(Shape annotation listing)

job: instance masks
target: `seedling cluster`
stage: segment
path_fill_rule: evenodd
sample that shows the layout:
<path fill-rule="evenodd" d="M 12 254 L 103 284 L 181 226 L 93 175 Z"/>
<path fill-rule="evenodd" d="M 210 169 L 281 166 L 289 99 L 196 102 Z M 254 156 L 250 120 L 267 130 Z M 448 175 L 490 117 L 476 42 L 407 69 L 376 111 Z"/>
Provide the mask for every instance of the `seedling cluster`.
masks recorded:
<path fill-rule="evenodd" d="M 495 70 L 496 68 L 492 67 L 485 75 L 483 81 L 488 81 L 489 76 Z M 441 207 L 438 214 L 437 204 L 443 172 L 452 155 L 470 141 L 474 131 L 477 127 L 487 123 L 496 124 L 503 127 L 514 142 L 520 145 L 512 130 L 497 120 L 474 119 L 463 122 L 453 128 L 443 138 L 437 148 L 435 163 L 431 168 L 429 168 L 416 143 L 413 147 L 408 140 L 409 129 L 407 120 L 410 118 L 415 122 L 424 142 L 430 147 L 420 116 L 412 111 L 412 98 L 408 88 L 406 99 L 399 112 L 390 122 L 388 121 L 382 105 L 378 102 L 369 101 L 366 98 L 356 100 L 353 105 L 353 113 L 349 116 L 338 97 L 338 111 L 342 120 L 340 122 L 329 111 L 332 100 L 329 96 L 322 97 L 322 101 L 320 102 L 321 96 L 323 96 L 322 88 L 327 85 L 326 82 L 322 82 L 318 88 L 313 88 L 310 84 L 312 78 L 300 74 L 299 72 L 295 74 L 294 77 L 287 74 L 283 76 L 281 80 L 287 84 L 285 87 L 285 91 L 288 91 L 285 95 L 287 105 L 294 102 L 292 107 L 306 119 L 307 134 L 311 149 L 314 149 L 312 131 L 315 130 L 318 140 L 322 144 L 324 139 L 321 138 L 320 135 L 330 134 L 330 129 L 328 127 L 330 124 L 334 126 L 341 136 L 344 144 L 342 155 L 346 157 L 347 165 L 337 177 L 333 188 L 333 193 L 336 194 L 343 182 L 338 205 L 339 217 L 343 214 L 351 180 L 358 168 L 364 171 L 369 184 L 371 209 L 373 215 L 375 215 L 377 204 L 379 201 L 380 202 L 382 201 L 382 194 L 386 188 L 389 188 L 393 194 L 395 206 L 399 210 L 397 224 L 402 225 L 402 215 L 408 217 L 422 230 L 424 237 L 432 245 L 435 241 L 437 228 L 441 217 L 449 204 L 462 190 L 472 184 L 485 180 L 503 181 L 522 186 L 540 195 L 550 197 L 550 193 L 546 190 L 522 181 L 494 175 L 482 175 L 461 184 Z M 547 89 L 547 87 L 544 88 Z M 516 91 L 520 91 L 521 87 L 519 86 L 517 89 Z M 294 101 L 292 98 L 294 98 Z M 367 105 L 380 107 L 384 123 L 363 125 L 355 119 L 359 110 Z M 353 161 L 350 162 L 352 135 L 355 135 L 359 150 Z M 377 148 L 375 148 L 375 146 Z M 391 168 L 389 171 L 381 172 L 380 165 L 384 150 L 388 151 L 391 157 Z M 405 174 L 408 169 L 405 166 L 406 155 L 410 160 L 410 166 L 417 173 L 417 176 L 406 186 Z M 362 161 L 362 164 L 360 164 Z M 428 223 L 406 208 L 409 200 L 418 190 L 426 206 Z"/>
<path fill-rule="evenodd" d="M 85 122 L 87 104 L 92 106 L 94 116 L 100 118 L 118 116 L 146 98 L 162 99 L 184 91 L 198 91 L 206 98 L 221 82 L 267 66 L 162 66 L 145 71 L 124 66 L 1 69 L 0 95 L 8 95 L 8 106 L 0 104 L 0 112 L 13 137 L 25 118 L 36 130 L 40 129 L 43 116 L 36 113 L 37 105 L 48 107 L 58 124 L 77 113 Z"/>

◆ **What the task asks**
Write out again, word for word, the lines of the listing from its first line through the line containing "12 254 L 103", including both of those lines.

◆ **Reply**
job: instance masks
target: `seedling cluster`
stage: segment
path_fill_rule: evenodd
sample that shows the layout:
<path fill-rule="evenodd" d="M 12 254 L 103 284 L 181 226 L 93 175 Z"/>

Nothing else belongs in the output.